[[ Supplied data open ]]

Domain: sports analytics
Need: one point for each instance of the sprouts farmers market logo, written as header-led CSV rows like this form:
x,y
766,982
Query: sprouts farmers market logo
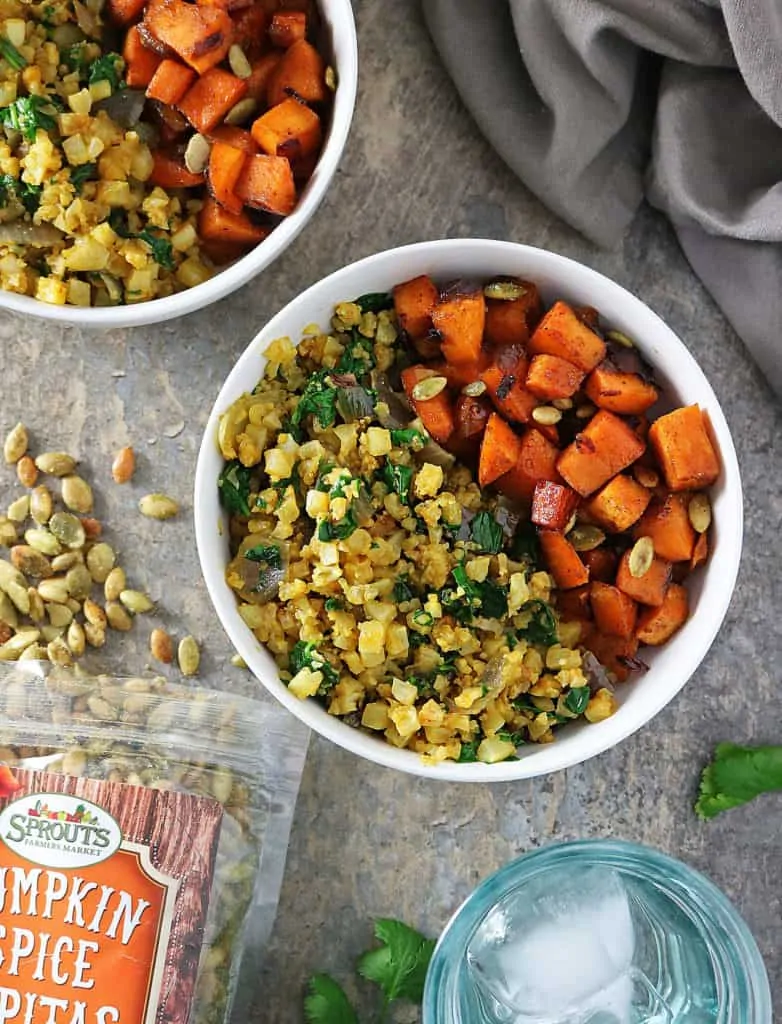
x,y
58,830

[[ Supplied data closed ]]

__To do__: Each line above should be output exactly, apart from the pictures.

__Answer for the task__:
Domain: sports analytics
Need: one point for each instance of the sprouts farmers market logo, written as header-led CSV rows like this form:
x,y
766,982
Query: sprouts farmers market logo
x,y
58,830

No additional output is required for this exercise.